Set problem: Reproduce everything from the line containing "TARGET = cabin shingle roof" down to the end of the records, requests included, and add 144 to every x and y coordinate in the answers.

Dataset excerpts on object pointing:
□ □ □ □ □ □ □

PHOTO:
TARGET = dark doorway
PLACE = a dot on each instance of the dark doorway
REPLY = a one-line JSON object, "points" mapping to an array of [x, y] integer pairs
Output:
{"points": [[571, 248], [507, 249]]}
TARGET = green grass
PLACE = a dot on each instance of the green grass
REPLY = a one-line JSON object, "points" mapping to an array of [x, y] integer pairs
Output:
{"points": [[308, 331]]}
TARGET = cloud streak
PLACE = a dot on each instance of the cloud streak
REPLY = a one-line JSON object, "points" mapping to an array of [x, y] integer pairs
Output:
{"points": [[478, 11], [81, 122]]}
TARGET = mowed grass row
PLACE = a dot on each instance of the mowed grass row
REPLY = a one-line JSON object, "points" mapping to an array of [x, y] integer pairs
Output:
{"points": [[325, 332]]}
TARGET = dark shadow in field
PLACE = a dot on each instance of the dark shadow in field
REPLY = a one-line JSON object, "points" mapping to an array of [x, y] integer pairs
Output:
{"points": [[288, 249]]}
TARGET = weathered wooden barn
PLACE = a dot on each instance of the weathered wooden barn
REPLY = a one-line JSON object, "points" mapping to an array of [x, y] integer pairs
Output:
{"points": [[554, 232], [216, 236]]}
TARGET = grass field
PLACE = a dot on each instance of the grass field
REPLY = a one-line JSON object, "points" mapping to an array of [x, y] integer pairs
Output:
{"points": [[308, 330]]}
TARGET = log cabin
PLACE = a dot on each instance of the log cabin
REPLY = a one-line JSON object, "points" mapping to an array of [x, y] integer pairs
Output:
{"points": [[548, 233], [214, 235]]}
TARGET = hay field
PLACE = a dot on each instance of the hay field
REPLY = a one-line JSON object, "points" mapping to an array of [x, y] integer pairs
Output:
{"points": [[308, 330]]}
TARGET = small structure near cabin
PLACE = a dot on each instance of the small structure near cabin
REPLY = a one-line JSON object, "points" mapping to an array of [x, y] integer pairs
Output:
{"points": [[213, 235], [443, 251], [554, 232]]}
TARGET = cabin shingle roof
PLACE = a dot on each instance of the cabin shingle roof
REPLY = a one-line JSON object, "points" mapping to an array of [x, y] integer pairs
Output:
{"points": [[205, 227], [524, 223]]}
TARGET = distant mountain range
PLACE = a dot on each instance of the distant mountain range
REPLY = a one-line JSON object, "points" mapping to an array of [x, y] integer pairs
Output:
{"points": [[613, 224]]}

□ □ □ □ □ □ □

Task result:
TARGET = cabin shingle roof
PLACE = a dot on each instance of the cabin shingle roof
REPLY = a one-line JSON object, "points" mapping to an array of [x, y] integer pairs
Output:
{"points": [[349, 371], [668, 367]]}
TARGET = distant mountain range
PLACE = a dot on each instance of the distant mountain range
REPLY = a one-line JSON object, "points" mapping to an array of [x, y] integer pairs
Output:
{"points": [[757, 368]]}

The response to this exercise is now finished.